## [Work order]
Word for word, reproduce each of the entries.

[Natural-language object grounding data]

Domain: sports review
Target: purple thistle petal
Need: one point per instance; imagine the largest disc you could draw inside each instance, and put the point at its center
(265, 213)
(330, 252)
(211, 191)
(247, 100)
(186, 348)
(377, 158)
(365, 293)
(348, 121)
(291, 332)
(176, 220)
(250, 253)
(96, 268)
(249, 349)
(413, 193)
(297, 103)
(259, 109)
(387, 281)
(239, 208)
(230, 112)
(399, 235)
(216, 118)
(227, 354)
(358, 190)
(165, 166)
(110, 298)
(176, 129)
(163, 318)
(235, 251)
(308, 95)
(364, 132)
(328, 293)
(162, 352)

## [Final answer]
Domain: sports review
Target: purple thistle petal
Need: one point per instance; imagine the largest disc you could draw inside each instance, and put the point at its center
(265, 213)
(330, 252)
(211, 191)
(247, 100)
(186, 348)
(377, 158)
(365, 293)
(348, 121)
(291, 332)
(176, 220)
(250, 253)
(96, 268)
(249, 349)
(413, 193)
(297, 103)
(259, 109)
(387, 281)
(239, 208)
(230, 112)
(399, 235)
(216, 118)
(227, 354)
(358, 190)
(165, 166)
(110, 298)
(176, 129)
(163, 318)
(235, 251)
(308, 95)
(364, 132)
(328, 293)
(162, 352)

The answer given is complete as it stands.